PROBLEM TO SOLVE: Both the line containing "Task: Where can the shade" and the last line of the listing are included: write out exactly the lines from one to the other.

MATERIAL FOR THIS EXERCISE:

....................

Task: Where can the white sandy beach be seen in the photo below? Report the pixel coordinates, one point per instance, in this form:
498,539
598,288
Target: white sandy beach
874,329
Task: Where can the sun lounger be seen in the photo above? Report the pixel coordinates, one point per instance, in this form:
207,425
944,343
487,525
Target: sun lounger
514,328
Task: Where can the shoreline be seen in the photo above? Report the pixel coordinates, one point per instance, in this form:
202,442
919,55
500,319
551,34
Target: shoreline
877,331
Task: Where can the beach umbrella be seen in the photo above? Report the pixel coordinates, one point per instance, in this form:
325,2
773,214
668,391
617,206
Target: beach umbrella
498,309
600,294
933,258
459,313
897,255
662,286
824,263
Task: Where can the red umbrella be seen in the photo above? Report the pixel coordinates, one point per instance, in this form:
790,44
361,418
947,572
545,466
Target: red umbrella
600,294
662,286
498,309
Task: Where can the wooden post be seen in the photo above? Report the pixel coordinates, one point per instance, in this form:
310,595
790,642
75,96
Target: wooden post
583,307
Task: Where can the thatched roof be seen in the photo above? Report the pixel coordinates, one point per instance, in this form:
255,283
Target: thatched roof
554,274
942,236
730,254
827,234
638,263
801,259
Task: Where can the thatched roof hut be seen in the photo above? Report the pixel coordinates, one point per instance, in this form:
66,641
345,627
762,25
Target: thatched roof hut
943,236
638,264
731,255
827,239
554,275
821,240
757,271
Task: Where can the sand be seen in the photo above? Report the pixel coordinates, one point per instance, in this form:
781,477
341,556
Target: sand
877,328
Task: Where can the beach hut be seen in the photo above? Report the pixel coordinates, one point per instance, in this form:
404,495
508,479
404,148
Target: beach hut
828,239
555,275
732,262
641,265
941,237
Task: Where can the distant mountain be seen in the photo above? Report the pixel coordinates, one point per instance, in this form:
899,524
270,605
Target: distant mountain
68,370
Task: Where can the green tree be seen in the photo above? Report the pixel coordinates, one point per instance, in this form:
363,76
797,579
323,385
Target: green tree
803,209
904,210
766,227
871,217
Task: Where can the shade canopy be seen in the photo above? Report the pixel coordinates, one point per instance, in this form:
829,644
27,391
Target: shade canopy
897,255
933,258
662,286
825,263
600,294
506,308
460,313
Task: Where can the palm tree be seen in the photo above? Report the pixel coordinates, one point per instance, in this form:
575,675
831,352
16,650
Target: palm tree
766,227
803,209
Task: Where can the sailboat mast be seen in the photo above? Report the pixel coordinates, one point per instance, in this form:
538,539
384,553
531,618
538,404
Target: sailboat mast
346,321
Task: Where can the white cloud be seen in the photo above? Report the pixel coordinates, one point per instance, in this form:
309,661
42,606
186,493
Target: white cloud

....................

RESULT FOR THIS EXERCISE:
Task: Where can the shade canopy be seen in the photo above? Report the pixel coordinates, one point per instance, in this form:
829,644
27,391
Target: shade canopy
897,255
933,258
662,286
825,263
600,294
506,308
460,313
Task: Where can the palm tree be seen in the photo above? Report the pixel coordinates, one point per instance, in this form:
575,675
831,352
16,650
Target: palm tree
766,227
803,209
Task: Where can the sailboat mast be seen in the photo above? Report the pixel coordinates, one point per instance, in this form:
538,539
384,553
531,618
538,404
Target: sailboat mast
346,321
Task: Where can the white cloud be seen in the photo above? Report the pixel coordinates, one point per instance, in this form:
309,661
42,606
186,493
Target: white cloud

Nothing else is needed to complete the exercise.